> **Stated goal**:
Locate the line containing "find the suv tire" in the material below; repeat it and every line after it, exactly as written.

> **Material provided**:

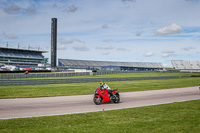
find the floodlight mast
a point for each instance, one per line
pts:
(53, 43)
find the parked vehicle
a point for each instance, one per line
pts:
(102, 96)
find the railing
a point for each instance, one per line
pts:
(21, 82)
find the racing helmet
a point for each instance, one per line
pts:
(101, 84)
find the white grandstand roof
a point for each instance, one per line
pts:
(186, 65)
(88, 63)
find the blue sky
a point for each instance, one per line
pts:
(106, 30)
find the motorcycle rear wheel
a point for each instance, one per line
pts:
(117, 99)
(97, 100)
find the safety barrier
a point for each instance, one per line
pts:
(21, 82)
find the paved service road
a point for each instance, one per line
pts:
(46, 106)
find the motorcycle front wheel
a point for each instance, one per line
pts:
(97, 100)
(117, 99)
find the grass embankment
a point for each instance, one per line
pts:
(181, 117)
(146, 74)
(123, 75)
(88, 88)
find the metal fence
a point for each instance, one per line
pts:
(61, 74)
(20, 82)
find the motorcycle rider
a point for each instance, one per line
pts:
(104, 86)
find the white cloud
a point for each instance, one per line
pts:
(138, 33)
(105, 26)
(188, 48)
(10, 36)
(172, 29)
(123, 49)
(71, 8)
(12, 9)
(62, 47)
(80, 48)
(168, 53)
(106, 53)
(148, 54)
(69, 40)
(105, 47)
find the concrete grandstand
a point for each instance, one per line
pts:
(186, 66)
(110, 65)
(21, 57)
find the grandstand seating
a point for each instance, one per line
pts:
(186, 65)
(125, 65)
(21, 56)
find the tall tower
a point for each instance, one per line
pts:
(53, 42)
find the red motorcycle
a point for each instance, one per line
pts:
(102, 96)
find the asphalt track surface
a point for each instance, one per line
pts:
(61, 105)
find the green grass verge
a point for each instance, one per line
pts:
(181, 117)
(150, 74)
(88, 88)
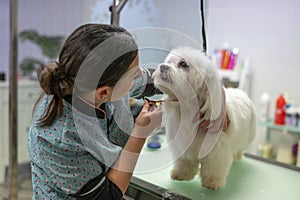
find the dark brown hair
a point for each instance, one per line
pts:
(102, 52)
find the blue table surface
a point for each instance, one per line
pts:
(248, 179)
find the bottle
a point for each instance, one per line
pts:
(233, 58)
(264, 107)
(291, 116)
(280, 110)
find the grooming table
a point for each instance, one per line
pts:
(250, 178)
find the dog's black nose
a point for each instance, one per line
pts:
(163, 68)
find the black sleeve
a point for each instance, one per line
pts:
(150, 89)
(99, 188)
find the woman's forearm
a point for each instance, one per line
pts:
(121, 172)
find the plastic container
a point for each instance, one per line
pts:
(291, 116)
(298, 155)
(264, 114)
(285, 149)
(280, 110)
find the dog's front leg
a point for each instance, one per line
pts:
(184, 169)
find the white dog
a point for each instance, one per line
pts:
(191, 85)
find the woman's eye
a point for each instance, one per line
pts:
(182, 64)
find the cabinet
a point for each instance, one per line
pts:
(28, 93)
(271, 126)
(284, 149)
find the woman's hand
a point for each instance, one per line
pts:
(148, 120)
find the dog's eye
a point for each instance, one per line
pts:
(182, 64)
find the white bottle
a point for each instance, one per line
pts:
(264, 107)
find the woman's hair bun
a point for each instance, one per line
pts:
(49, 77)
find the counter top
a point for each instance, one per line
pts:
(248, 179)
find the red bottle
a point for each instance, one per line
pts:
(280, 110)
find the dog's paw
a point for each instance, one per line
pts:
(212, 183)
(180, 175)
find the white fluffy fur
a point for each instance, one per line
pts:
(200, 82)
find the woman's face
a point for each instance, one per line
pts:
(127, 80)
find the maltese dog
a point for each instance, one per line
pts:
(193, 94)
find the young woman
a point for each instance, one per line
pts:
(83, 141)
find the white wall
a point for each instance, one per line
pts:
(268, 32)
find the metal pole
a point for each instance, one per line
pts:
(116, 9)
(13, 108)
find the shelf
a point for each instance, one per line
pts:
(271, 125)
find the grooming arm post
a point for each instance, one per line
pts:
(116, 9)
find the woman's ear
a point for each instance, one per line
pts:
(103, 93)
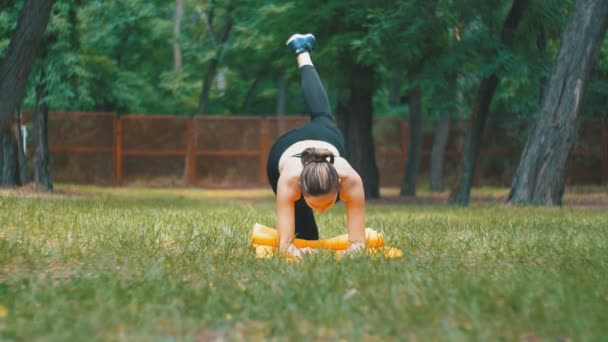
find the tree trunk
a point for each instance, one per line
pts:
(24, 172)
(42, 174)
(177, 50)
(540, 175)
(394, 98)
(281, 103)
(480, 112)
(438, 152)
(9, 155)
(213, 64)
(408, 187)
(19, 58)
(355, 119)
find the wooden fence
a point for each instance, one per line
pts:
(216, 151)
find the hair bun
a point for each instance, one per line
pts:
(317, 155)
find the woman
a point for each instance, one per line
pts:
(306, 170)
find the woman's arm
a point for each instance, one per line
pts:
(353, 195)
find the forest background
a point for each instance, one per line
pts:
(428, 61)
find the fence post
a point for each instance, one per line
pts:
(117, 149)
(264, 149)
(190, 151)
(405, 132)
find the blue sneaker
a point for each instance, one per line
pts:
(299, 43)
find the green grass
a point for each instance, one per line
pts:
(165, 265)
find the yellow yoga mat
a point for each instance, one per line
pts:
(266, 240)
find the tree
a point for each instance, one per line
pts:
(15, 68)
(219, 42)
(540, 175)
(481, 110)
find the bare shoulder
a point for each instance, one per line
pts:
(351, 185)
(344, 169)
(288, 187)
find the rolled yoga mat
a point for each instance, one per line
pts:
(268, 239)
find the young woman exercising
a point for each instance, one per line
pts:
(306, 170)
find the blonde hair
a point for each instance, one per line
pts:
(319, 176)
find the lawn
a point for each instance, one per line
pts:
(165, 265)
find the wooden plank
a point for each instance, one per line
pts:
(229, 153)
(148, 153)
(191, 155)
(79, 149)
(118, 150)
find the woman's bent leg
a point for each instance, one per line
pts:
(314, 93)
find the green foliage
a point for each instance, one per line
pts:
(118, 55)
(130, 264)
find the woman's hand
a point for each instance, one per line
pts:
(355, 247)
(291, 251)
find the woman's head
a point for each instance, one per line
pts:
(319, 180)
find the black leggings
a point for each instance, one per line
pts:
(321, 127)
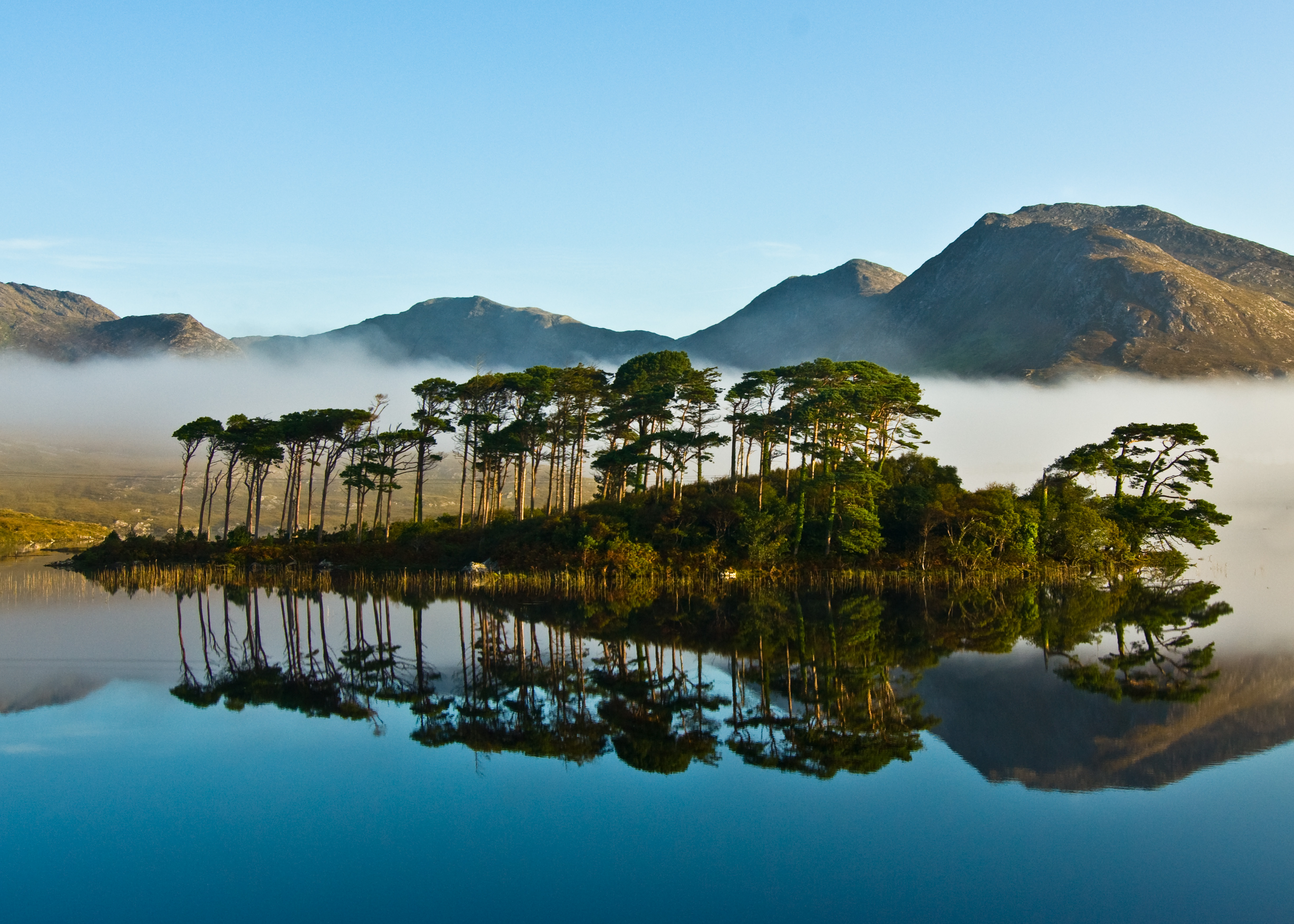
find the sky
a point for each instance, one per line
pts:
(296, 167)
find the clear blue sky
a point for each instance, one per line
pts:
(293, 167)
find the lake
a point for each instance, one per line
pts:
(961, 755)
(289, 747)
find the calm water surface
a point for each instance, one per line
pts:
(263, 750)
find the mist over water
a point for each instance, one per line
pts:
(134, 406)
(992, 431)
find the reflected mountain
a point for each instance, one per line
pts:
(1079, 685)
(1015, 720)
(20, 693)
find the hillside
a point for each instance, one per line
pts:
(1046, 292)
(800, 318)
(1053, 290)
(59, 325)
(29, 532)
(469, 331)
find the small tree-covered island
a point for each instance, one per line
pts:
(614, 473)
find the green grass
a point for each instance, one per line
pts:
(20, 531)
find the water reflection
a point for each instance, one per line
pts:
(809, 681)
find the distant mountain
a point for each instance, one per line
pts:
(1042, 293)
(469, 331)
(800, 318)
(1071, 288)
(68, 327)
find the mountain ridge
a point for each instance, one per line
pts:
(61, 325)
(1047, 292)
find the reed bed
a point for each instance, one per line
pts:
(576, 584)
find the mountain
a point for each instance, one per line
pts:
(800, 318)
(1060, 289)
(60, 325)
(1042, 293)
(469, 331)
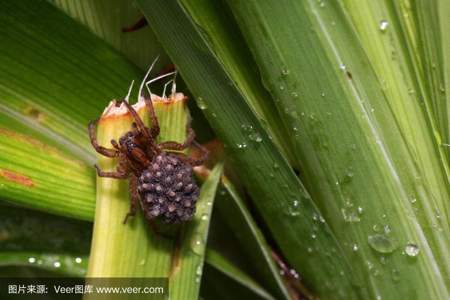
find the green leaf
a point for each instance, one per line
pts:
(63, 264)
(35, 173)
(383, 183)
(106, 18)
(217, 261)
(284, 204)
(232, 209)
(186, 276)
(55, 75)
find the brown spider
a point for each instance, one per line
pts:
(162, 180)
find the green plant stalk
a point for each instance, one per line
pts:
(134, 250)
(279, 196)
(64, 264)
(130, 250)
(370, 187)
(193, 248)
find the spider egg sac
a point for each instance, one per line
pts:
(175, 193)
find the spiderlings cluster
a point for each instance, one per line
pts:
(160, 180)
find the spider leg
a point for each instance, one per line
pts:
(133, 200)
(149, 103)
(171, 145)
(100, 149)
(117, 174)
(115, 144)
(139, 124)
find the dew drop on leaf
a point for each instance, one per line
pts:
(201, 103)
(412, 250)
(382, 243)
(383, 25)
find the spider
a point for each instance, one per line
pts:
(161, 180)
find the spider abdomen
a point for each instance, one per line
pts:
(168, 189)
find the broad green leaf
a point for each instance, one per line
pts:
(55, 75)
(230, 49)
(279, 196)
(250, 237)
(106, 18)
(223, 265)
(35, 173)
(369, 157)
(433, 25)
(186, 276)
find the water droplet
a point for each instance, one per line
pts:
(412, 250)
(351, 215)
(382, 243)
(294, 208)
(242, 145)
(201, 103)
(255, 136)
(376, 228)
(395, 275)
(294, 273)
(285, 72)
(384, 25)
(197, 244)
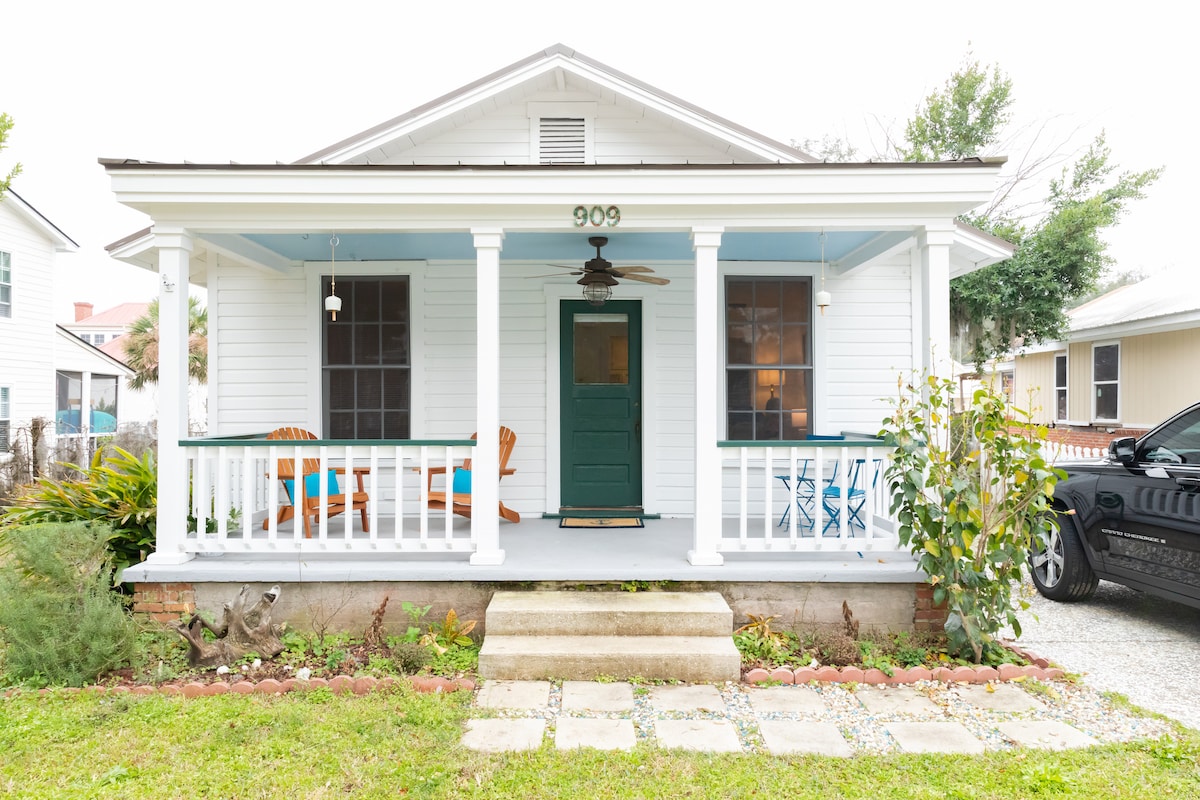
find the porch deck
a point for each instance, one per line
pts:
(538, 549)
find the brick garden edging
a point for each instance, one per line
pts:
(339, 685)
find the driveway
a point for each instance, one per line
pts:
(1123, 641)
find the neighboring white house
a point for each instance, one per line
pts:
(778, 298)
(101, 329)
(1126, 364)
(88, 378)
(29, 245)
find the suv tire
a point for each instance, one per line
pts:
(1061, 571)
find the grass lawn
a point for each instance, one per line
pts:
(406, 745)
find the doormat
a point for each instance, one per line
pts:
(600, 522)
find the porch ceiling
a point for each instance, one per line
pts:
(570, 246)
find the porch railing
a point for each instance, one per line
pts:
(809, 495)
(235, 495)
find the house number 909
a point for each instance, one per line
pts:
(597, 216)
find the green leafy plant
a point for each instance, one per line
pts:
(118, 488)
(450, 631)
(417, 614)
(971, 495)
(60, 623)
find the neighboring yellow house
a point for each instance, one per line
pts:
(1126, 365)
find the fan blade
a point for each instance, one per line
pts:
(646, 278)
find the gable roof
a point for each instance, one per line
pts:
(555, 66)
(63, 244)
(120, 316)
(1173, 294)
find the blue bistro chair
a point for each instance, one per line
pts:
(805, 485)
(856, 494)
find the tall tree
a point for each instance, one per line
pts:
(6, 124)
(1060, 254)
(142, 346)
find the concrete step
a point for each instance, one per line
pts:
(701, 659)
(609, 613)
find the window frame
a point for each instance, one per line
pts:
(345, 289)
(1115, 383)
(809, 367)
(5, 419)
(1062, 388)
(6, 283)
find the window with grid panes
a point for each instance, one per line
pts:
(366, 365)
(5, 283)
(768, 358)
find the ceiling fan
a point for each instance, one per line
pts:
(600, 276)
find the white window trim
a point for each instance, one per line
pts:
(1097, 419)
(819, 413)
(6, 416)
(11, 288)
(1065, 388)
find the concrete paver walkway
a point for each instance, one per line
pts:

> **Full answer**:
find the suv tire
a point for each instance, one per line
pts:
(1061, 571)
find the grass lawn
a point for each instance, one per line
pts:
(406, 745)
find the doormat
a point for each instance, one per line
pts:
(600, 522)
find the porch ceiling
a point for each instance, one per line
pts:
(570, 246)
find the porch railing
a point for each instance, one per line
pts:
(809, 495)
(235, 495)
find the house number 909
a point for each instance, one per line
pts:
(597, 216)
find the green leafy plant
a point for each instance, one per line
pts:
(118, 488)
(450, 631)
(417, 614)
(971, 495)
(60, 623)
find the neighboring yellow house
a point for each instance, one per line
pts:
(1126, 365)
find the fan blade
a point for each instance, one per line
pts:
(646, 278)
find the gable roof
a point for each instance, one per line
pts:
(555, 66)
(63, 244)
(120, 316)
(1173, 294)
find the blue bistro chair
a point for each instance, one per line
pts:
(805, 485)
(856, 494)
find the tall tree
a point for each instance, one per line
pts:
(6, 124)
(1060, 254)
(142, 346)
find the concrete step
a point for each instance, one per line
pts:
(701, 659)
(609, 613)
find the window frame
a point for each instance, one per line
pts:
(345, 289)
(1115, 383)
(809, 367)
(5, 419)
(1062, 388)
(6, 283)
find the window with grid panes
a point for each instance, one per line
pts:
(366, 365)
(5, 283)
(768, 358)
find the ceiling fan
a point for each instance, one per line
pts:
(600, 276)
find the white window trim
a point for each instance, one per line
pts:
(1097, 419)
(819, 413)
(6, 416)
(11, 288)
(1065, 388)
find the concrete paver walkway
a point for each instance, one per line
pts:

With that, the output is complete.